[PROBLEM STATEMENT]
The lines below, from the first through the one containing "Target: brown dog harness", are to be given again exactly, with pictures left out and nothing added.

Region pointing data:
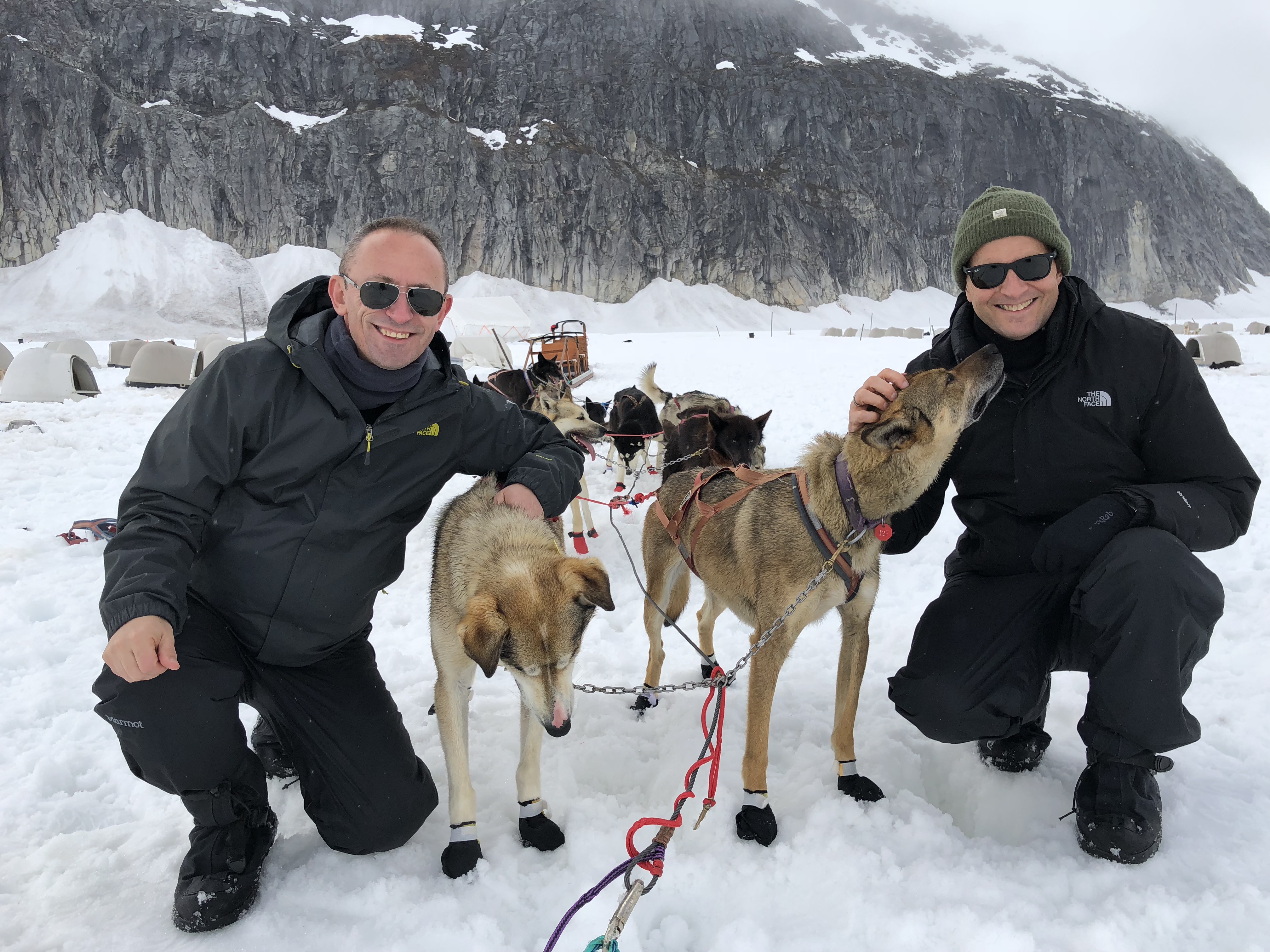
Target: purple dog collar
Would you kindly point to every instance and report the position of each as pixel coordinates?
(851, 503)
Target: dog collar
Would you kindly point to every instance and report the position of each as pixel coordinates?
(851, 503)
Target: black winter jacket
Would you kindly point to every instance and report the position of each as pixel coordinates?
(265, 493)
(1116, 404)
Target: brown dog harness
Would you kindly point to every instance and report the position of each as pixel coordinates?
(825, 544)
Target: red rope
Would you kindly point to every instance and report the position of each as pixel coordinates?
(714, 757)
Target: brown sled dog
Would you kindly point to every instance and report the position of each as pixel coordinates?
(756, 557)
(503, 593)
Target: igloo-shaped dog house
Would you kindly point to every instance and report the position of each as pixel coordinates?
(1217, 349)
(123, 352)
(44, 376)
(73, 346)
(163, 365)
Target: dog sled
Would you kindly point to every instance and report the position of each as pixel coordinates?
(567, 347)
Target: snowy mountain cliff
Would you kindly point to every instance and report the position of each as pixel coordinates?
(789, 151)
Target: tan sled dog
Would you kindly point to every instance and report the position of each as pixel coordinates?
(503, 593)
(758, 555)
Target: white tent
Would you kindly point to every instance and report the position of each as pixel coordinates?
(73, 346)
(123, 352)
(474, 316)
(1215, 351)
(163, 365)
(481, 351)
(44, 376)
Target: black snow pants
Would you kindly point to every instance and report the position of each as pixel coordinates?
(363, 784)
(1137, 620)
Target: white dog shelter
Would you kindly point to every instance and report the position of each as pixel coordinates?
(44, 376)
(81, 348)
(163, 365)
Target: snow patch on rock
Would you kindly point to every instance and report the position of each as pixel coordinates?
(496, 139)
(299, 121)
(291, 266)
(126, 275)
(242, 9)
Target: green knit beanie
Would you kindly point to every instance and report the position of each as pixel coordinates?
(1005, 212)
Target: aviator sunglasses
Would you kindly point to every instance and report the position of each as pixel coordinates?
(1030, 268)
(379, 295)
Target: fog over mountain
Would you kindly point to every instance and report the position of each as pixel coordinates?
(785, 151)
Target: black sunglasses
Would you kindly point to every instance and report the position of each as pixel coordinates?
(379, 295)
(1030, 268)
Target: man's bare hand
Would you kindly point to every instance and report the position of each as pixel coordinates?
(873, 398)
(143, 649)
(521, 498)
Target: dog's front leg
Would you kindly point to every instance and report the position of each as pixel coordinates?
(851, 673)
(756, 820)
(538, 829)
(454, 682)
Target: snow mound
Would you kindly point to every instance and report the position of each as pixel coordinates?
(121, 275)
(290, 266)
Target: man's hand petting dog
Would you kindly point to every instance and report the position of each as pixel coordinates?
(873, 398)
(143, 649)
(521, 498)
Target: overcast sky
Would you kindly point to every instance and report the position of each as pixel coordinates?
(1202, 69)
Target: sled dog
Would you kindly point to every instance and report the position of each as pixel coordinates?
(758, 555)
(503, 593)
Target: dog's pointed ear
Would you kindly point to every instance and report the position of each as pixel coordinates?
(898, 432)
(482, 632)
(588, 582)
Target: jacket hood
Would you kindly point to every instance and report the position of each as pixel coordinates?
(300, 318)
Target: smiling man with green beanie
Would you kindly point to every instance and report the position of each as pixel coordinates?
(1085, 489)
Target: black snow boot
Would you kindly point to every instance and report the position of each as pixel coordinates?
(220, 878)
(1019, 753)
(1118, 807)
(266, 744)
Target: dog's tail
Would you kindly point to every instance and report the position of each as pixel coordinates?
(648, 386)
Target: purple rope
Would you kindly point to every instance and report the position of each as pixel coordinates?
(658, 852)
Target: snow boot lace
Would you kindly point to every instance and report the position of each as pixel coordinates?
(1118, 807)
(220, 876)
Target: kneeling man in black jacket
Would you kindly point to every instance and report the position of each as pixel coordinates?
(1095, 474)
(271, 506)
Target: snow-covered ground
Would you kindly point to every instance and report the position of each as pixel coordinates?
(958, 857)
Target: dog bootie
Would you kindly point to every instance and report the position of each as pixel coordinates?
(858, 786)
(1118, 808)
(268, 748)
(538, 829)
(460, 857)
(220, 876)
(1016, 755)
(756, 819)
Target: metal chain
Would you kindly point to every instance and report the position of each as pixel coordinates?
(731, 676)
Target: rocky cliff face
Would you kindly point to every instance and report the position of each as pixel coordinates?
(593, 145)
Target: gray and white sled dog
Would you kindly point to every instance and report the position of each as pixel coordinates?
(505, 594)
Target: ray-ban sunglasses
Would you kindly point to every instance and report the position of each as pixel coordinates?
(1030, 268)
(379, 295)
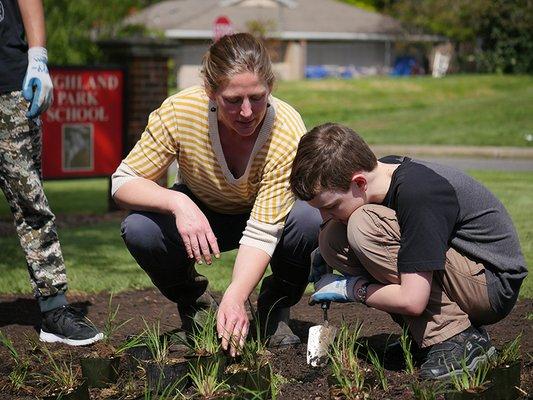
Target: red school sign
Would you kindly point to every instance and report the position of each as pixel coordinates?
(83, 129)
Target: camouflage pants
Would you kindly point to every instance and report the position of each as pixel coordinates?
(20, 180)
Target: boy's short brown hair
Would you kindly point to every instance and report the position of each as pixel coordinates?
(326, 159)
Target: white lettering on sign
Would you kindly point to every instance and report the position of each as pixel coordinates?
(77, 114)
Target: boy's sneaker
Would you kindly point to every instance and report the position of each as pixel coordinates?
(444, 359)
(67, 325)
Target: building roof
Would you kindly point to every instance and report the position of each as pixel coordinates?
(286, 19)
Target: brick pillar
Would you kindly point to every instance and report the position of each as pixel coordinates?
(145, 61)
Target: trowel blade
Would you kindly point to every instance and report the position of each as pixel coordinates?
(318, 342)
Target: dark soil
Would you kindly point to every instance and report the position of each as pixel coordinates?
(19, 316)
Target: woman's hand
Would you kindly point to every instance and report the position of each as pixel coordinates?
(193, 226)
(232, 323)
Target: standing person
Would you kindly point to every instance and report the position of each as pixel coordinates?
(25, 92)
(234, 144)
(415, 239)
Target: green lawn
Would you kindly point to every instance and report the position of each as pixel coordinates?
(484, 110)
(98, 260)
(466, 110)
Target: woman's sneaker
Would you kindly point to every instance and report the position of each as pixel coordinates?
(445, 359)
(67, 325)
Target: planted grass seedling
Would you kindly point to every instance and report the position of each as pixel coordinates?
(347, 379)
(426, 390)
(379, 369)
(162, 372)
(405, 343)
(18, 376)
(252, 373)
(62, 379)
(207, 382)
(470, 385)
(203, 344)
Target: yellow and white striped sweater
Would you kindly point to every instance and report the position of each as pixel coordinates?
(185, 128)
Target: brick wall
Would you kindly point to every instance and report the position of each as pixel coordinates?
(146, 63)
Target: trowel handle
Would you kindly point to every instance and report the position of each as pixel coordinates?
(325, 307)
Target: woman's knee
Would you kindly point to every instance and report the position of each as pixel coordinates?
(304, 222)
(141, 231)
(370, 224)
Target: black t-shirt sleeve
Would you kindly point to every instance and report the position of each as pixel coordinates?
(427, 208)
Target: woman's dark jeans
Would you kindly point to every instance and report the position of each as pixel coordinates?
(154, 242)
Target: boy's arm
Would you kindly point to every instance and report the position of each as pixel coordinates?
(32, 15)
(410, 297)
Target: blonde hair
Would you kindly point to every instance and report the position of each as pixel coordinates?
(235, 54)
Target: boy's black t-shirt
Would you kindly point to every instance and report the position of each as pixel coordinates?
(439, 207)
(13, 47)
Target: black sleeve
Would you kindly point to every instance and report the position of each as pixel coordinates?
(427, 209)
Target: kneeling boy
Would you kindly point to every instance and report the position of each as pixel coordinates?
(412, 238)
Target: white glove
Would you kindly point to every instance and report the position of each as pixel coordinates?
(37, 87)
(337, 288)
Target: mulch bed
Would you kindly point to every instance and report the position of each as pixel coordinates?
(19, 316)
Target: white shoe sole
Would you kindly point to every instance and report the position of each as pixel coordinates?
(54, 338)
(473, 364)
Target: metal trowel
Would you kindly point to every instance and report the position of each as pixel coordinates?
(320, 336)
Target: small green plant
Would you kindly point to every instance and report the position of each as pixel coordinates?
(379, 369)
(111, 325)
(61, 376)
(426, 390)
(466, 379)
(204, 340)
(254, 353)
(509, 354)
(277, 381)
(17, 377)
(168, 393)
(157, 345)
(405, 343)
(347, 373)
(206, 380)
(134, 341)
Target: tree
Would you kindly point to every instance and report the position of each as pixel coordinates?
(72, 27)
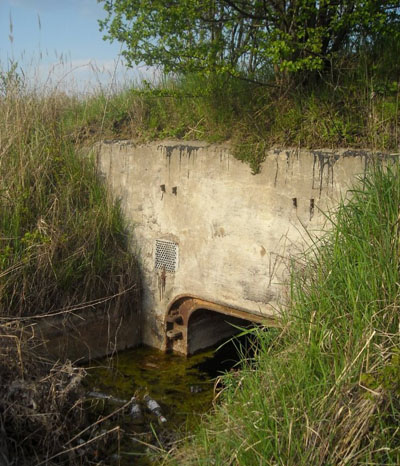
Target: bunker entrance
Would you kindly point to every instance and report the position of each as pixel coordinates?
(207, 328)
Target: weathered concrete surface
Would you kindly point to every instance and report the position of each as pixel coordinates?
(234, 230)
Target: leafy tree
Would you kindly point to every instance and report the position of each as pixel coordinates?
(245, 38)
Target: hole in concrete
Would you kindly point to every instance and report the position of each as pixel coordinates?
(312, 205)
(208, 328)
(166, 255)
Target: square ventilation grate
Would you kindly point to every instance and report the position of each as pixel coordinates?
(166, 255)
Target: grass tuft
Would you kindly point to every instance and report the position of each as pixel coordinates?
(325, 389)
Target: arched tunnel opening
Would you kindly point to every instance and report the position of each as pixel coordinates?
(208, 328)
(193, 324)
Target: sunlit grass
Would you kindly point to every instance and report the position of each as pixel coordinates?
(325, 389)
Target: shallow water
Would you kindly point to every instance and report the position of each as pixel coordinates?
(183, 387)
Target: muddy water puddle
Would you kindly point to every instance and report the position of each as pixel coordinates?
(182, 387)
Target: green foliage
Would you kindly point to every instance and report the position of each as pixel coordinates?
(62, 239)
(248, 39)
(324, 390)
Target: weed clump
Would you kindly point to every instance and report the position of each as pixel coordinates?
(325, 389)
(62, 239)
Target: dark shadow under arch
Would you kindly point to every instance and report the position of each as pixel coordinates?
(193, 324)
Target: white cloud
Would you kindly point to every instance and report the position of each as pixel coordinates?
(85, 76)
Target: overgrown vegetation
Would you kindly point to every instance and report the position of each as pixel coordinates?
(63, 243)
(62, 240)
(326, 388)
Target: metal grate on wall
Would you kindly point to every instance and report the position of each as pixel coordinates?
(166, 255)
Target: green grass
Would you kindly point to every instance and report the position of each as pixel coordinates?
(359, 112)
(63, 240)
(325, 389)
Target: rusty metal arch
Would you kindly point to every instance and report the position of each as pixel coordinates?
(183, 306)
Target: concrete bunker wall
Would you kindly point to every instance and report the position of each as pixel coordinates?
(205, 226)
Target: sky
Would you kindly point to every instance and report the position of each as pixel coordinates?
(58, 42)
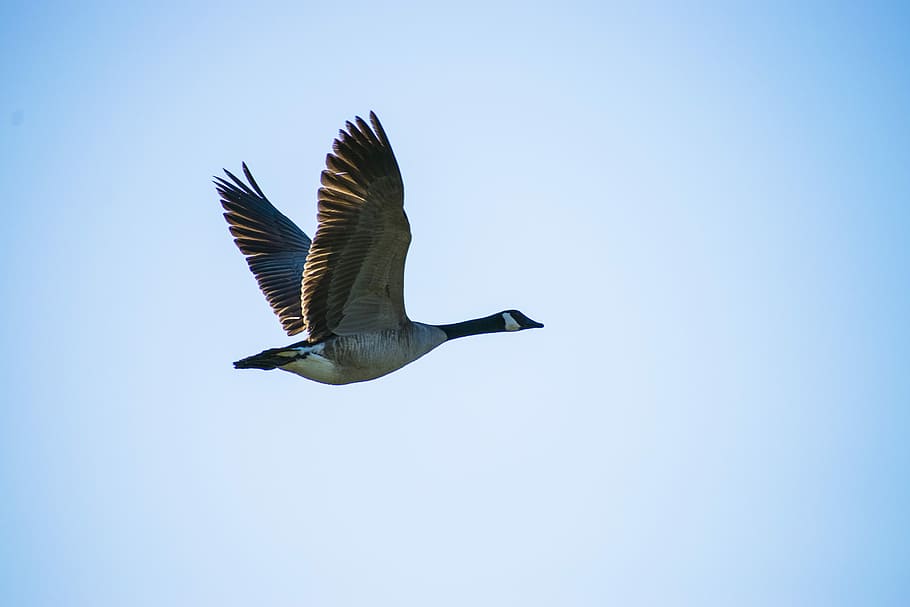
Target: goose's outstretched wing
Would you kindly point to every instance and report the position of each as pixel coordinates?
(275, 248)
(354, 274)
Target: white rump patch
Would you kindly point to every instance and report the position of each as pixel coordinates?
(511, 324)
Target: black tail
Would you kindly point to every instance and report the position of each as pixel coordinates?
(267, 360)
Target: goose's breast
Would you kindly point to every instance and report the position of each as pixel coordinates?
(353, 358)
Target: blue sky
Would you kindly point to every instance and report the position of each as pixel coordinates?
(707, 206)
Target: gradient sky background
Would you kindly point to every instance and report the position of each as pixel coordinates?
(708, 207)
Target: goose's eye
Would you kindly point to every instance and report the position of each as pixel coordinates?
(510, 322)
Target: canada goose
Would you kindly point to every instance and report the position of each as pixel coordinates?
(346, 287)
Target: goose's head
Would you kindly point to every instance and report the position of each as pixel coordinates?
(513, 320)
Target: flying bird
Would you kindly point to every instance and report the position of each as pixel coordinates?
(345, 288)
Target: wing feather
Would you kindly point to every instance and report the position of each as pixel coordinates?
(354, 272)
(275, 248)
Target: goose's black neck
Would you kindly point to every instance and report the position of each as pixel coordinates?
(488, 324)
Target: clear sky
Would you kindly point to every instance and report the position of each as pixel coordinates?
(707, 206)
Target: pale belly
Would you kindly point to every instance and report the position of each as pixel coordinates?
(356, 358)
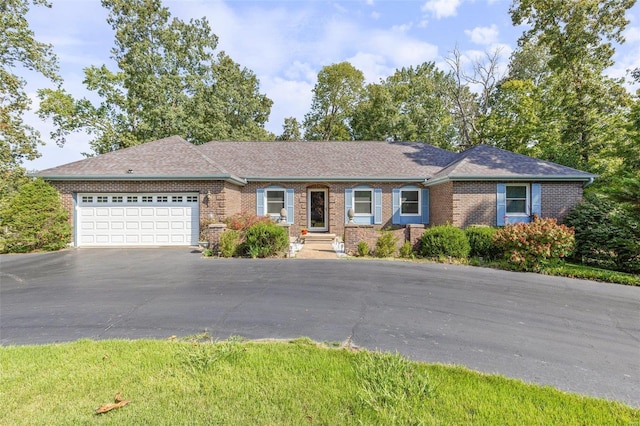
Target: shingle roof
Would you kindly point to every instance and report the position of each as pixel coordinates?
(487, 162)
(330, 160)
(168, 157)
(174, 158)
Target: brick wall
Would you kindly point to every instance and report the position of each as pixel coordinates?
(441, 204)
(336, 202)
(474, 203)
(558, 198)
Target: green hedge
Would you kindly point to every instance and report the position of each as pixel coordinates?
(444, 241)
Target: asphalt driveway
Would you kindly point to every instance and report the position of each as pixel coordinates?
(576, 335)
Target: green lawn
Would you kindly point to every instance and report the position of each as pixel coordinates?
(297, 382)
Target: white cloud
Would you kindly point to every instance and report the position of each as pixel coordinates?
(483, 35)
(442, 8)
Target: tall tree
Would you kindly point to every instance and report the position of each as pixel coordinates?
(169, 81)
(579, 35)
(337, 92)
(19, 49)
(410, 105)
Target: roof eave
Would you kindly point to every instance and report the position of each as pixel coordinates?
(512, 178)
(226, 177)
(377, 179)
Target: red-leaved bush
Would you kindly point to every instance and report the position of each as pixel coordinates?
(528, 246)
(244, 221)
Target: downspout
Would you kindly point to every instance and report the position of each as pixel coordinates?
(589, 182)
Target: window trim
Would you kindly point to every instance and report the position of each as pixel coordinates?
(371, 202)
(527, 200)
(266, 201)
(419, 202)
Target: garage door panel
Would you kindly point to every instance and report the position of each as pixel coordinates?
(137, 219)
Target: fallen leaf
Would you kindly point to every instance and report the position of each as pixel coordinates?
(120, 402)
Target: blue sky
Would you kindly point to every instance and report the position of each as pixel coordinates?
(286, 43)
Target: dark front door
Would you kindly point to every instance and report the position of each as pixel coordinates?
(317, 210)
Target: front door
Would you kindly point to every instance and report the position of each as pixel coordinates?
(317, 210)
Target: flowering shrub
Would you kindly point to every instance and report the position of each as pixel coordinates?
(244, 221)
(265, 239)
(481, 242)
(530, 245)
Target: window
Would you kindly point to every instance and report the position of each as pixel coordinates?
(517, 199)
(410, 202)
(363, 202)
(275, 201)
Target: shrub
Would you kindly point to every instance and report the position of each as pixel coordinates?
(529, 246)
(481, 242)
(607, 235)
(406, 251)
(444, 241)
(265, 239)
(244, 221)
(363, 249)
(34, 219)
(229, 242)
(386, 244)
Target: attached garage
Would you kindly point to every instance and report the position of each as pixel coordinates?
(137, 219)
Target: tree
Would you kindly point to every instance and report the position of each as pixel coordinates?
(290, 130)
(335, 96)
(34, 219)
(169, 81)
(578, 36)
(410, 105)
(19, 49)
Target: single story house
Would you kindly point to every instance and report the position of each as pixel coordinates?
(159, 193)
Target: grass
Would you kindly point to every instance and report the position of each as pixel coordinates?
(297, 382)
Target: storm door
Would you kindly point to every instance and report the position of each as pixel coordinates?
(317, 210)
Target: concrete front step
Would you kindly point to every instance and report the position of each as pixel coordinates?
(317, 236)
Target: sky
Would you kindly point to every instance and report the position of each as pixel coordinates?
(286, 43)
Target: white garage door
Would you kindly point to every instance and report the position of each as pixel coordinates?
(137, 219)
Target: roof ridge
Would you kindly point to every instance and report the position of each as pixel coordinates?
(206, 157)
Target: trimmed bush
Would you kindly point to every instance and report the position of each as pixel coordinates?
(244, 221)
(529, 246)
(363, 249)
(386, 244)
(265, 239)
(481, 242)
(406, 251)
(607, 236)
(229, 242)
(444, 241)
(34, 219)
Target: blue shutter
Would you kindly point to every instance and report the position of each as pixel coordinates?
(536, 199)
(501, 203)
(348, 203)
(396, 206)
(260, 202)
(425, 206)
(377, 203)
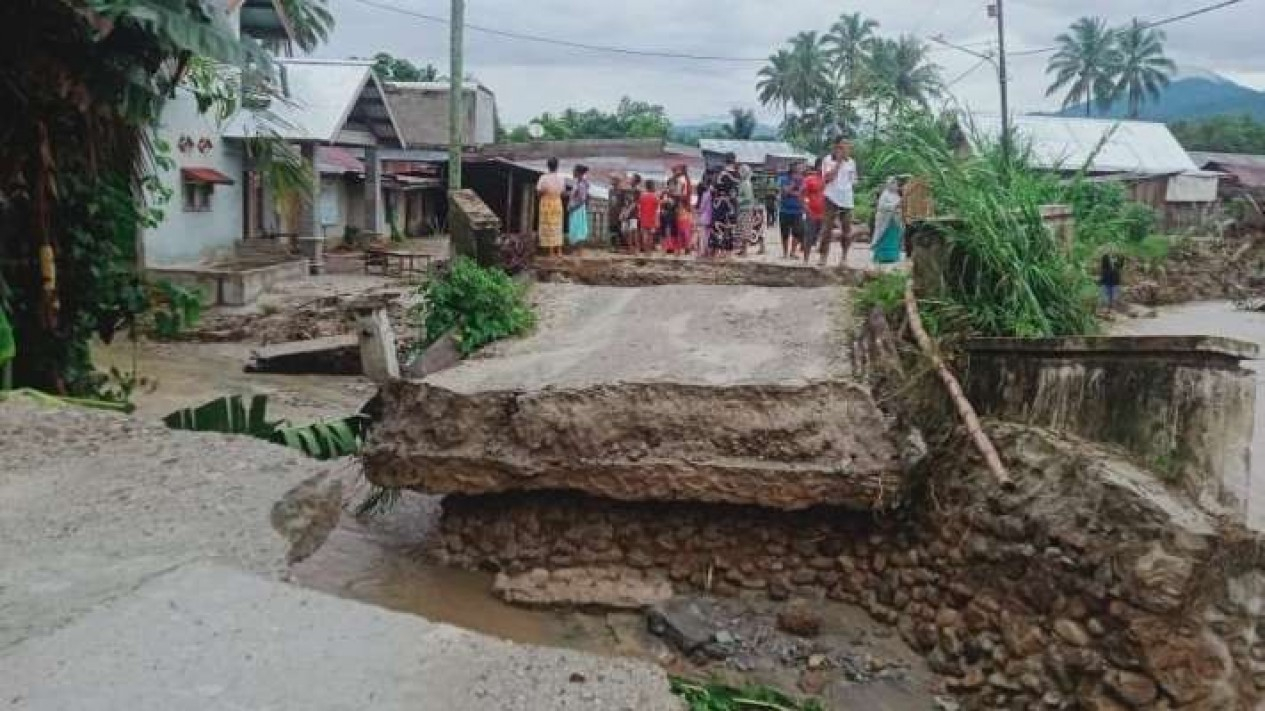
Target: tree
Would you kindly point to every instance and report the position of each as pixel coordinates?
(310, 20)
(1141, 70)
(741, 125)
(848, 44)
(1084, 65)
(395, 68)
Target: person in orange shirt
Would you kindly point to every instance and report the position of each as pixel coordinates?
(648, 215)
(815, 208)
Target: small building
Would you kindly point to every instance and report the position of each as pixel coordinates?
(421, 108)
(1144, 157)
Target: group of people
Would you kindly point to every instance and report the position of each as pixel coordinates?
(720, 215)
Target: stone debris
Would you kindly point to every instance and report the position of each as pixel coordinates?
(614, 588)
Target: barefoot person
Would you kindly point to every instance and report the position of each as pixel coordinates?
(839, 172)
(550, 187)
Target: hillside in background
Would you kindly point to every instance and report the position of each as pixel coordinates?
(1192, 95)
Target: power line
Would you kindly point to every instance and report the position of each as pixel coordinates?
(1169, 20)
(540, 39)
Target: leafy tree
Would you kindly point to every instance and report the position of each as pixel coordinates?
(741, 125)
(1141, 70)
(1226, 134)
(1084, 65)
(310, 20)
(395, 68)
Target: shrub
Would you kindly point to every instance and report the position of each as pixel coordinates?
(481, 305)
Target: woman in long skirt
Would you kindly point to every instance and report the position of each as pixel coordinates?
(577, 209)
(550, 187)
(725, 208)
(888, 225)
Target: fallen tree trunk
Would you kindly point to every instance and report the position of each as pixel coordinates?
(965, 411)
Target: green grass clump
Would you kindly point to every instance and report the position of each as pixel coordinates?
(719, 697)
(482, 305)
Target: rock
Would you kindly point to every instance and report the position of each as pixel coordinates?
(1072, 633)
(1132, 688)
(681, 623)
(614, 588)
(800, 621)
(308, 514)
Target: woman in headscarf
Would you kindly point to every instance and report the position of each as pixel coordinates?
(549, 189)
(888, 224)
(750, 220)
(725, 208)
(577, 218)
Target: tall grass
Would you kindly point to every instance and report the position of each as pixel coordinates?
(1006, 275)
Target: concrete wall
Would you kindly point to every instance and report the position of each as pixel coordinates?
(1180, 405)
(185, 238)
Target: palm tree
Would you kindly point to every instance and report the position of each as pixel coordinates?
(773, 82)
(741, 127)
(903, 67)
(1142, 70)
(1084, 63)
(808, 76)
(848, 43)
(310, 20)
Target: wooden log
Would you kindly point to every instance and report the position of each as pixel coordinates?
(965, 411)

[SOLUTION FOR THIS PROBLEM]
Target: purple dog collar
Would you kindly point to every instance and report the position of each as pixel coordinates?
(851, 503)
Target: dog collar
Would you kindly point to every instance and report the position of each as pixel coordinates?
(851, 503)
Target: black winter jacket
Would you kindly point to every instance and report the position of each as pixel coordinates?
(265, 493)
(1116, 404)
Target: brown dog harness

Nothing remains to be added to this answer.